Data excerpts:
****

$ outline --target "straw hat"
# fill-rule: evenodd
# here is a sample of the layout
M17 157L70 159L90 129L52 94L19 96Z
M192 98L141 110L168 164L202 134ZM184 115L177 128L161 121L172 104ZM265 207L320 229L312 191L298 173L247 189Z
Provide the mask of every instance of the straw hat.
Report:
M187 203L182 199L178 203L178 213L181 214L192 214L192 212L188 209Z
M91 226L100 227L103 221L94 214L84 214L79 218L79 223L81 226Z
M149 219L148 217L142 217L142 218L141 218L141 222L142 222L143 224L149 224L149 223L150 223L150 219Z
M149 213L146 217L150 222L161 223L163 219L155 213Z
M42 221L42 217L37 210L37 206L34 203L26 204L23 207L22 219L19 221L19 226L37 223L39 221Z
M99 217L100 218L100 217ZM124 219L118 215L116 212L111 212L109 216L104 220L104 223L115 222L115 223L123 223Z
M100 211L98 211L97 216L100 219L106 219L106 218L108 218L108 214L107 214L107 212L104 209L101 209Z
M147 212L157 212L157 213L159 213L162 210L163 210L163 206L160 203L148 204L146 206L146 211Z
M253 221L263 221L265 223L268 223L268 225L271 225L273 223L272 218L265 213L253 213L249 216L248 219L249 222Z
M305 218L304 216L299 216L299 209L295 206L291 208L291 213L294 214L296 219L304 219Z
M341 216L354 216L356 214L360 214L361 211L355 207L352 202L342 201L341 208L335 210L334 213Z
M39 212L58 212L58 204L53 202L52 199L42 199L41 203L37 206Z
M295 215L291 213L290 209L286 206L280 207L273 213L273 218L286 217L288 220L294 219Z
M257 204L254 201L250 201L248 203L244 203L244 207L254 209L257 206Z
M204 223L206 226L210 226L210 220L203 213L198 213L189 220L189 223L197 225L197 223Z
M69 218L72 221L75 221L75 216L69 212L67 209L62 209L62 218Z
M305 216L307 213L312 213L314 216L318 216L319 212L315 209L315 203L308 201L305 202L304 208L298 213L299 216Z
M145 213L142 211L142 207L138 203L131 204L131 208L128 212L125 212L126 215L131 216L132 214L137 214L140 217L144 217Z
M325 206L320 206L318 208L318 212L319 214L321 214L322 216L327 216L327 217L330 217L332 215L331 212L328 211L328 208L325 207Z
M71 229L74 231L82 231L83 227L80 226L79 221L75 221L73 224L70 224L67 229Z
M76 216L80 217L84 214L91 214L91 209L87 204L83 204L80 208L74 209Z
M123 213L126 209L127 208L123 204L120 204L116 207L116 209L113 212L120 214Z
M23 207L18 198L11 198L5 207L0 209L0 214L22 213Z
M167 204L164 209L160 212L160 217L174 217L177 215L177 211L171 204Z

****

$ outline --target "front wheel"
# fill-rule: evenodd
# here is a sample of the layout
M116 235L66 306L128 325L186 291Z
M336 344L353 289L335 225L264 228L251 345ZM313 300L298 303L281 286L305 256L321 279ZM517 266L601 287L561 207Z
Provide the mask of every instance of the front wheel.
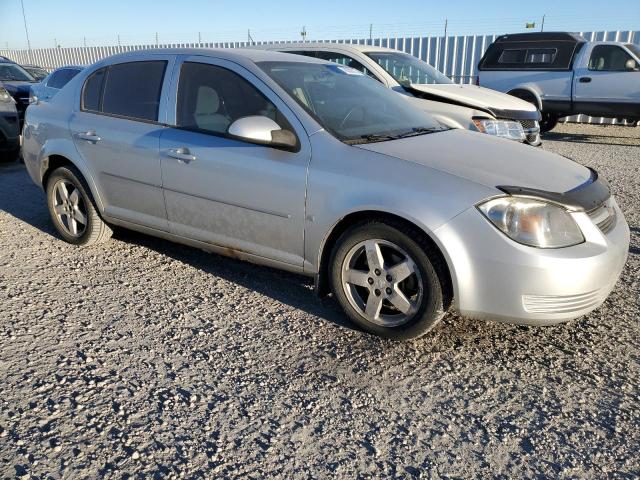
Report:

****

Your goal: Reproduce each line of the data containing the word "outline".

Answer to the exercise:
$ outline --target "straw hat"
$ outline --target "front wheel"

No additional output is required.